> [Provided data]
☆ ☆ ☆
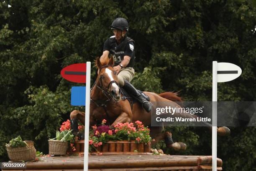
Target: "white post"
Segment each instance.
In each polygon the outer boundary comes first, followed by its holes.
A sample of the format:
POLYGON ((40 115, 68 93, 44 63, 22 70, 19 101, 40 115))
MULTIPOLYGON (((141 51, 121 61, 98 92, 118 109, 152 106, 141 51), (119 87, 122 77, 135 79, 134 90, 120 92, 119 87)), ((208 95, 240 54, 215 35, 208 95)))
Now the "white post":
POLYGON ((212 170, 217 171, 217 68, 218 62, 212 61, 212 170))
POLYGON ((85 118, 84 121, 84 171, 88 171, 89 161, 89 118, 90 114, 90 89, 91 80, 91 62, 86 63, 86 86, 85 90, 85 118))

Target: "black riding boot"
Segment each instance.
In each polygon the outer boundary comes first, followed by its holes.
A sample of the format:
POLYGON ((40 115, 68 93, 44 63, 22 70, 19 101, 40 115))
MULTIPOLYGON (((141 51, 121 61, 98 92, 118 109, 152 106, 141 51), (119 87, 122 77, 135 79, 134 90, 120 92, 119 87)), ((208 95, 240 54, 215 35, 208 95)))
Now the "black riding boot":
POLYGON ((72 133, 76 136, 78 132, 78 120, 77 119, 71 119, 70 121, 70 126, 72 131, 72 133))
POLYGON ((123 88, 127 91, 131 95, 136 98, 136 99, 141 103, 143 108, 144 108, 147 112, 149 112, 151 111, 151 108, 152 108, 151 103, 141 96, 141 94, 138 92, 136 88, 135 88, 130 82, 126 80, 125 80, 124 82, 124 86, 123 88))

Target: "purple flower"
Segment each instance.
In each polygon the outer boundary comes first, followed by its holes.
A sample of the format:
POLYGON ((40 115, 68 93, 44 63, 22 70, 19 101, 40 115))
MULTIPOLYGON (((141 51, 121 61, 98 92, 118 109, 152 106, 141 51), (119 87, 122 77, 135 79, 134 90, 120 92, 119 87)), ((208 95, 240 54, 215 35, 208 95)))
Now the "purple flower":
POLYGON ((111 130, 109 126, 107 125, 101 125, 100 126, 98 126, 97 128, 94 131, 94 134, 96 131, 97 131, 100 134, 101 134, 101 133, 108 133, 108 130, 111 130))

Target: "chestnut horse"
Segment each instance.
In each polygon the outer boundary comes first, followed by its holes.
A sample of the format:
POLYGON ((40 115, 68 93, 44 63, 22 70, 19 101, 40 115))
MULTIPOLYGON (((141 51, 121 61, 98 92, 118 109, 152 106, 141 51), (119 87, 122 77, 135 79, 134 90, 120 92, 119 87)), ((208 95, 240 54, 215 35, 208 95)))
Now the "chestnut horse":
MULTIPOLYGON (((103 119, 106 119, 111 126, 119 123, 126 122, 133 122, 136 124, 135 122, 138 120, 142 122, 146 126, 148 126, 151 130, 150 136, 156 140, 155 143, 164 139, 167 147, 173 148, 176 150, 185 149, 186 147, 184 143, 174 143, 171 133, 162 133, 163 126, 151 126, 151 113, 146 111, 140 103, 135 103, 132 108, 128 100, 123 99, 118 86, 117 74, 112 67, 113 64, 113 57, 107 58, 102 63, 98 57, 97 59, 96 65, 99 72, 95 83, 91 91, 90 126, 100 124, 103 119)), ((157 94, 148 92, 143 93, 150 97, 151 101, 154 102, 153 105, 156 106, 159 106, 164 102, 169 102, 170 106, 175 108, 177 104, 173 101, 181 101, 177 93, 165 92, 157 94)), ((184 118, 195 117, 187 113, 179 113, 179 116, 184 118)), ((74 111, 70 114, 72 121, 78 119, 84 125, 84 113, 79 111, 74 111)), ((211 128, 211 125, 206 124, 211 128)), ((226 127, 220 127, 218 128, 218 132, 224 136, 229 133, 229 130, 226 127)))

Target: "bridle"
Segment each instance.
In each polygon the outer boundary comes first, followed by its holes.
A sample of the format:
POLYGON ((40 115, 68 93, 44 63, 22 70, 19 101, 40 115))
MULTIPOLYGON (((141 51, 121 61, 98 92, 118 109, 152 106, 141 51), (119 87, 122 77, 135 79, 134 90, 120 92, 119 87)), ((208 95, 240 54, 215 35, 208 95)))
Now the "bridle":
MULTIPOLYGON (((100 73, 100 71, 102 68, 105 68, 108 67, 109 66, 113 68, 113 67, 112 65, 104 65, 104 66, 102 66, 99 68, 99 73, 100 73)), ((106 88, 103 86, 103 84, 102 83, 102 80, 103 78, 104 78, 104 77, 103 76, 103 75, 100 75, 100 78, 99 78, 99 79, 98 79, 97 80, 96 80, 94 86, 96 86, 97 88, 100 89, 100 91, 102 91, 102 93, 107 98, 107 99, 106 100, 95 100, 92 99, 92 98, 91 98, 90 99, 91 101, 92 101, 94 103, 95 103, 95 104, 96 104, 98 107, 103 106, 106 106, 106 104, 107 103, 111 100, 112 98, 108 90, 109 88, 111 86, 111 85, 113 83, 115 83, 118 86, 118 87, 119 86, 119 85, 117 81, 116 81, 115 80, 113 80, 109 83, 108 85, 108 88, 106 88), (100 82, 100 86, 98 86, 98 81, 100 82)), ((91 89, 91 91, 93 87, 93 86, 91 89)))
☆ ☆ ☆
> [Given task] All of the lines above should be retyped precisely, apart from the pictures.

> [Exercise result]
Target: "white post"
Segment each instance.
In each polygon the outer boundary comes first, followed by its holes.
A sample of the format:
POLYGON ((40 115, 68 93, 44 63, 22 70, 19 101, 40 115))
MULTIPOLYGON (((141 51, 121 61, 98 92, 118 109, 152 106, 141 51), (119 87, 122 77, 135 79, 134 90, 120 92, 119 87)), ((208 95, 240 54, 215 35, 208 95)))
Now the "white post":
POLYGON ((212 170, 217 171, 217 68, 218 62, 212 61, 212 170))
POLYGON ((85 118, 84 121, 84 171, 88 171, 89 161, 89 118, 90 114, 90 89, 91 80, 91 62, 86 63, 86 86, 85 90, 85 118))

Target: "black riding boot"
Segment each instance.
In each polygon the outer boundary comes first, followed by its holes.
A sample of the format:
POLYGON ((40 115, 68 93, 44 63, 22 70, 19 101, 40 115))
MULTIPOLYGON (((141 51, 121 61, 98 92, 118 109, 152 106, 141 51), (119 87, 122 77, 135 79, 134 90, 120 92, 119 87)), ((208 95, 240 54, 215 35, 208 95)))
Now the "black riding boot":
POLYGON ((72 133, 76 136, 78 132, 78 120, 77 119, 71 119, 70 121, 70 126, 72 131, 72 133))
POLYGON ((123 88, 127 91, 131 95, 136 98, 136 99, 141 103, 143 108, 144 108, 147 112, 149 112, 151 111, 151 108, 152 108, 151 103, 141 96, 141 94, 138 92, 136 88, 135 88, 130 82, 126 80, 125 80, 124 82, 124 86, 123 88))

Target: "purple flower"
Segment each instance.
In each polygon the outer boundary comes first, followed by its holes.
A sample of the format:
POLYGON ((40 115, 68 93, 44 63, 22 70, 19 101, 40 115))
MULTIPOLYGON (((141 51, 121 61, 98 92, 118 109, 152 106, 141 51), (119 87, 122 77, 135 79, 134 90, 120 92, 119 87)), ((208 95, 240 54, 215 35, 208 95)))
Now the "purple flower":
POLYGON ((111 130, 109 126, 107 125, 101 125, 100 126, 98 126, 97 128, 94 131, 94 134, 96 131, 97 131, 100 134, 101 134, 101 133, 108 133, 108 130, 111 130))

Target: "chestnut horse"
Segment each instance.
In each polygon the outer boundary comes first, followed by its holes.
A sample of the format:
POLYGON ((40 115, 68 93, 44 63, 22 70, 19 101, 40 115))
MULTIPOLYGON (((141 51, 121 61, 98 92, 118 109, 152 106, 141 51), (119 87, 122 77, 135 79, 134 90, 120 92, 119 87)), ((208 95, 240 54, 215 35, 208 95)))
Now the "chestnut horse":
MULTIPOLYGON (((103 119, 106 119, 111 126, 119 123, 126 122, 133 122, 136 124, 135 122, 138 120, 142 122, 146 126, 148 126, 151 130, 150 136, 156 140, 155 143, 164 139, 167 147, 173 148, 176 150, 185 149, 186 147, 184 143, 174 143, 171 133, 162 133, 163 126, 151 126, 151 113, 146 111, 140 103, 135 103, 132 108, 128 100, 123 99, 118 86, 117 74, 112 67, 113 64, 113 57, 107 58, 102 63, 98 57, 97 59, 96 65, 99 72, 95 83, 91 91, 90 126, 100 124, 103 119)), ((157 94, 148 92, 143 93, 150 97, 151 101, 154 102, 153 105, 156 106, 159 106, 164 102, 169 102, 170 106, 175 108, 177 104, 173 101, 181 101, 177 93, 165 92, 157 94)), ((184 118, 195 117, 187 113, 179 113, 179 116, 184 118)), ((74 111, 70 114, 72 121, 78 119, 84 125, 84 113, 79 111, 74 111)), ((211 128, 211 125, 206 124, 211 128)), ((226 127, 220 127, 218 128, 218 132, 224 136, 229 133, 229 130, 226 127)))

Target: "bridle"
Segment each instance.
In each polygon the outer boundary comes first, followed by its holes.
A sample of the format:
POLYGON ((40 115, 68 93, 44 63, 22 70, 19 101, 40 115))
MULTIPOLYGON (((141 51, 121 61, 98 92, 118 109, 152 106, 141 51), (119 87, 122 77, 135 79, 134 90, 120 92, 119 87)), ((208 95, 240 54, 215 35, 208 95)))
Now the "bridle":
MULTIPOLYGON (((100 73, 100 71, 102 68, 105 68, 108 67, 109 66, 113 68, 113 67, 112 65, 104 65, 104 66, 102 66, 99 68, 99 73, 100 73)), ((106 88, 103 86, 103 84, 102 83, 102 80, 103 78, 104 78, 104 77, 103 76, 103 75, 100 75, 100 78, 99 78, 99 79, 98 79, 97 80, 96 80, 94 86, 96 86, 97 88, 100 89, 100 91, 102 91, 102 93, 107 98, 107 99, 106 100, 95 100, 92 99, 92 98, 91 98, 90 99, 91 101, 92 101, 94 103, 95 103, 95 104, 96 104, 98 107, 103 106, 106 106, 106 104, 107 103, 111 100, 112 98, 108 90, 109 88, 111 86, 111 85, 113 83, 115 83, 118 86, 118 87, 119 86, 119 85, 117 81, 116 81, 115 80, 113 80, 109 83, 108 85, 108 88, 106 88), (100 82, 100 86, 98 86, 98 81, 100 82)), ((91 89, 91 91, 93 87, 93 86, 91 89)))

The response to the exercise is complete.